[TASK OBJECTIVE]:
Can you give these lines again with every "pixel coordinates" switched to "pixel positions" and nothing else changed?
Begin DATA SHOWN
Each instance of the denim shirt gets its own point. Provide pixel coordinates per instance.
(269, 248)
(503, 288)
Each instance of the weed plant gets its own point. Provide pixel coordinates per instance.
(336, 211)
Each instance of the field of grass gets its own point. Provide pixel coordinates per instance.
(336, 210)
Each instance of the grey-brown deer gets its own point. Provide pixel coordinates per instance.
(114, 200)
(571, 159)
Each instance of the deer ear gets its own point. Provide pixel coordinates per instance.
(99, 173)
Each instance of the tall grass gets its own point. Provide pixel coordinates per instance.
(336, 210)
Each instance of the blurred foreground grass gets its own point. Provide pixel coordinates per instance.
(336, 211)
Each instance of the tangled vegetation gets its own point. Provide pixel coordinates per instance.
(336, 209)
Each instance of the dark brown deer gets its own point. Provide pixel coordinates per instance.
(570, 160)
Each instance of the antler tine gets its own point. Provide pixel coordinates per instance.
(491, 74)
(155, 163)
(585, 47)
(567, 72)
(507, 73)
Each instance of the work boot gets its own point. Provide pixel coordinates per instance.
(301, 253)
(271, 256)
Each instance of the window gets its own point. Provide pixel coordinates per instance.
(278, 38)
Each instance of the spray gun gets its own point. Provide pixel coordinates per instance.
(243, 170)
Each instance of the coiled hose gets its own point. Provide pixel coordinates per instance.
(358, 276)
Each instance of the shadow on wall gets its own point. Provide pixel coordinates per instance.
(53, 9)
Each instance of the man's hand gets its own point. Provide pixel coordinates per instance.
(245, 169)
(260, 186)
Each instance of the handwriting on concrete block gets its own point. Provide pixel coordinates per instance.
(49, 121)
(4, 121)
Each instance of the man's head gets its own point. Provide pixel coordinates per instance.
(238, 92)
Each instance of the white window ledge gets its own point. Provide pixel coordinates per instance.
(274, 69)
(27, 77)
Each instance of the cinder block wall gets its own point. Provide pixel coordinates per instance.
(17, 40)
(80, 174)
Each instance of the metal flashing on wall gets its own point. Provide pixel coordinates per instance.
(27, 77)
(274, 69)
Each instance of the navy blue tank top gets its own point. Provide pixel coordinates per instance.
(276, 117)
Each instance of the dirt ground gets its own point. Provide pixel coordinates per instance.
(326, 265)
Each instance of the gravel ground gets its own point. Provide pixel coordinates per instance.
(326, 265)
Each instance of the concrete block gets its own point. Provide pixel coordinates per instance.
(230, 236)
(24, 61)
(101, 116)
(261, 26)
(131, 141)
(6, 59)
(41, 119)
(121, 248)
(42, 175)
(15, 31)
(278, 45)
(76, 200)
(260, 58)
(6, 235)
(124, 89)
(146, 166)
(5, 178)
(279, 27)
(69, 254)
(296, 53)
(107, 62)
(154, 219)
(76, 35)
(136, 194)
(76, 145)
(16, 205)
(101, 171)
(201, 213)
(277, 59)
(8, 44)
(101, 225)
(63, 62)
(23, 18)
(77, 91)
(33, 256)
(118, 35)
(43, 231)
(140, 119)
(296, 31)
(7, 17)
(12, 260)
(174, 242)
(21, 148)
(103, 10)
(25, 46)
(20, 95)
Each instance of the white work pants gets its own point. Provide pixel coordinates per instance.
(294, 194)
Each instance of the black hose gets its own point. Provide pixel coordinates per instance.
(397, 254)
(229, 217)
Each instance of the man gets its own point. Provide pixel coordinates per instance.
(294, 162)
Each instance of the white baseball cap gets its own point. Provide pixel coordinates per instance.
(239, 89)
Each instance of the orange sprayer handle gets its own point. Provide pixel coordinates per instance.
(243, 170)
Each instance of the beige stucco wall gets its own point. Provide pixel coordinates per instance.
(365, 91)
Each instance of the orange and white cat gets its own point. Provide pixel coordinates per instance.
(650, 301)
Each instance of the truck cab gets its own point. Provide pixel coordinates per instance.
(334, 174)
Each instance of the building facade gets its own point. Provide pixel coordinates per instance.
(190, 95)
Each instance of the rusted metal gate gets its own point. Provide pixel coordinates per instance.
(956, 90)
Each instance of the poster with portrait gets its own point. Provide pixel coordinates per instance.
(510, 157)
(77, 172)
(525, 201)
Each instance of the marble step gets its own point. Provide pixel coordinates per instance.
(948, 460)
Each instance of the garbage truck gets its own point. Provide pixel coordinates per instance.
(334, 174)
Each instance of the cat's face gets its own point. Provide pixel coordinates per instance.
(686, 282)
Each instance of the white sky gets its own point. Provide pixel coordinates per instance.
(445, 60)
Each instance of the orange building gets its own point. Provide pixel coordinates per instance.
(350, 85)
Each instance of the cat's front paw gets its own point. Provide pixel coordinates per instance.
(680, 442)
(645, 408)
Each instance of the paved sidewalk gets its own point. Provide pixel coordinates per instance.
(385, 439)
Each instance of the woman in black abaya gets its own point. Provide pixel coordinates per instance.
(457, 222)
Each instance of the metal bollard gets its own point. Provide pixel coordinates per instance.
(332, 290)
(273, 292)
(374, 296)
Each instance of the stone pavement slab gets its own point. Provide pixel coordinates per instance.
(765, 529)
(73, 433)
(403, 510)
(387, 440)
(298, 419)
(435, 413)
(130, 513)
End DATA SHOWN
[FINAL RESULT]:
Each instance of the denim shirt gets its own point. Provide pixel positions per instance.
(269, 248)
(503, 288)
Each instance of the weed plant gets its own point. Provide pixel positions per instance.
(336, 211)
Each instance of the field of grass gets its own point. Provide pixel positions per instance.
(336, 210)
Each instance of the grey-brown deer gets its own point. Provide pixel positions per instance.
(114, 200)
(571, 159)
Each instance of the deer ear gets its own point. Provide pixel positions per instance.
(99, 173)
Each instance of the tall grass gets its own point. Provide pixel positions per instance.
(336, 210)
Each instance of the blurred foreground grass gets its own point. Provide pixel positions per instance.
(336, 211)
Each instance of the tangled vegetation gets its own point. Provide pixel positions per instance.
(336, 209)
Each instance of the dark brown deer gets its own point. Provide pixel positions per instance.
(570, 160)
Each instance of the antler tine gets its own point. Provide pixel positions per instance.
(491, 74)
(155, 163)
(585, 47)
(567, 72)
(507, 73)
Each instance of the work boot gets its own point. Provide pixel positions per instance.
(301, 253)
(271, 256)
Each instance of the window gets its own point. Provide pixel positions per instance.
(278, 38)
Each instance of the spray gun gets its own point. Provide pixel positions per instance.
(243, 170)
Each instance of the coiled hose gets its own point. Provide pixel positions per instance.
(358, 276)
Each instance of the shadow on wall gets its own point. Provide pixel positions per instance.
(53, 9)
Each instance of the man's hand gets its own point. Provide pixel positions per instance.
(245, 169)
(260, 186)
Each instance of the handwriting on concrete block gets its own point. Provide pixel positions per instance.
(49, 121)
(4, 121)
Each instance of the man's head gets its own point. Provide pixel positions per instance.
(238, 92)
Each instance of the white window ledge gets its own point. Provide pixel positions per instance.
(274, 69)
(27, 77)
Each instance of the cinder block wall gets its own point. Provide pixel positions per instance.
(17, 40)
(80, 174)
Each instance of the metal flashing on wall gets its own point. Provide pixel positions per instance.
(27, 77)
(274, 69)
Each instance of the navy blue tank top gets its own point. Provide pixel positions per instance.
(276, 117)
Each instance of the dirt ground gets its own point. Provide pixel positions per instance.
(326, 265)
Each instance of the gravel ground gets its own point. Provide pixel positions per instance.
(326, 265)
Each instance of the concrete block gets its own point. Provide pixel positions per instance.
(230, 236)
(24, 61)
(101, 116)
(261, 26)
(131, 141)
(6, 59)
(41, 119)
(121, 248)
(42, 175)
(15, 31)
(278, 45)
(76, 200)
(260, 58)
(6, 235)
(124, 89)
(146, 166)
(5, 178)
(279, 27)
(69, 254)
(296, 53)
(107, 62)
(154, 219)
(76, 35)
(136, 194)
(76, 145)
(16, 205)
(101, 171)
(201, 213)
(277, 59)
(8, 44)
(101, 225)
(63, 62)
(23, 18)
(77, 91)
(33, 256)
(118, 35)
(43, 231)
(140, 119)
(296, 31)
(7, 17)
(12, 260)
(174, 242)
(21, 148)
(103, 10)
(25, 46)
(20, 95)
Each instance of the white work pants gets its own point. Provide pixel positions per instance.
(294, 194)
Each instance of the black hose gets its own point. Provide pixel positions per instance.
(397, 254)
(229, 217)
Each instance of the man gets its own point. Provide pixel positions per instance.
(294, 162)
Each instance of the white baseball cap gets its own point. Provide pixel positions per instance.
(239, 89)
Each instance of the orange sprayer handle gets its own point. Provide pixel positions per instance.
(243, 170)
Each instance of the beige stucco wall gets its own point. Provide pixel positions per instance.
(365, 91)
Each instance of the orange and white cat gets its own point. Provide pixel positions per instance.
(650, 301)
Each instance of the truck cab gets its own point. Provide pixel positions per instance.
(334, 174)
Each instance of the building facade gets its own point. Provide pixel positions per instance.
(190, 95)
Each instance of the rusted metal gate gets its own point. Provide pixel positions per instance.
(956, 90)
Each instance of the poster with portrait gets its own point. Provide pixel positions per instance.
(510, 157)
(77, 172)
(525, 201)
Each instance of the marble step gets its own point. Provide pixel positions per instance.
(948, 460)
Each instance of the garbage truck gets its own point. Provide pixel positions per instance.
(334, 174)
Each instance of the cat's face gets its own point. Provide pixel positions per instance.
(686, 282)
Each instance of the white sky gets its own point. Provide pixel positions per instance.
(445, 60)
Each instance of the orange building gets its own point. Provide pixel positions per instance.
(350, 85)
Each instance of the cat's front paw gets its own point. Provide pixel positions per instance.
(680, 442)
(645, 408)
Each instance of the paved sidewalk gets its own point. Provide pixel positions per instance.
(385, 439)
Each instance of the woman in black abaya gets its own point. Provide pixel positions per instance.
(457, 222)
Each instance of the metal bollard gets its own point. Provide pixel positions per instance.
(332, 290)
(273, 292)
(374, 296)
Each instance of the stone pavement slab gets its own point. Provide pixel positions per instance.
(765, 529)
(73, 433)
(403, 510)
(387, 440)
(298, 419)
(435, 413)
(130, 513)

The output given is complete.